[Named object pointing entries]
-- Begin --
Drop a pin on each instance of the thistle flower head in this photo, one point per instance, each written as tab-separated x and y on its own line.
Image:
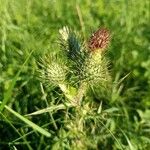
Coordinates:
53	70
99	40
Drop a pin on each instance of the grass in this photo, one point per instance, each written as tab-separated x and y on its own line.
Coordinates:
116	118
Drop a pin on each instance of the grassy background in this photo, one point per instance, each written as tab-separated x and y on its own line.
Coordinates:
32	26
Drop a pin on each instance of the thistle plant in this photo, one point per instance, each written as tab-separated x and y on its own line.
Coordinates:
79	66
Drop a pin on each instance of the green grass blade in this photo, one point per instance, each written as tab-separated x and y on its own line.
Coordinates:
8	93
28	122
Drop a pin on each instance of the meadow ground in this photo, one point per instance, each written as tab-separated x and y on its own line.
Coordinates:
29	29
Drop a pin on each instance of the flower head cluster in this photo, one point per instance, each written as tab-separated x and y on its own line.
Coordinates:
99	40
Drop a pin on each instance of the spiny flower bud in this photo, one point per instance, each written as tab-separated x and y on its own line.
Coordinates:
53	70
99	40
-- End --
Problem:
Output all of the data above as a numbered list with one item per line and no blank lines. Leave the image out of the answer.

Complete output:
1. Drop a pin on each instance of the thistle flower head in this photo, one point per instance, each written as tab-separated x and y on its own line.
2. Image:
3. Coordinates:
4. 53	70
5. 99	40
6. Drop a pin on each instance of the grass in this photo, one point per instance, each written as tab-separated x and y on its own line.
7. Coordinates:
8. 116	118
9. Drop a pin on each instance of the grassy background in this photo, one point per instance, each written as tab-separated x and y on its own line.
10. Coordinates:
11. 32	26
12. Drop a pin on each instance of the thistle plant in this photo, one point per instance, each written as tab-separated x and y on its own line.
13. Coordinates:
14. 79	66
15. Drop a pin on each instance of the green grass blade in this photo, one point per instance, each written as tab-separated x and y on its own line.
16. Coordinates:
17. 8	93
18. 28	122
19. Drop a pin on each instance of the meadow ground in this photo, one point per instance, each written as tab-separated x and y on its own line.
20. Coordinates:
21. 29	29
22. Drop a pin on each instance of the flower head cluster in this photo, one point per instance, each written as tab-separated x and y on its own line.
23. Coordinates:
24. 99	40
25. Drop a pin on each instance of the spiny flower bud in this photo, one point per instance, each written as tab-separated x and y on its own line.
26. Coordinates:
27. 53	70
28. 99	40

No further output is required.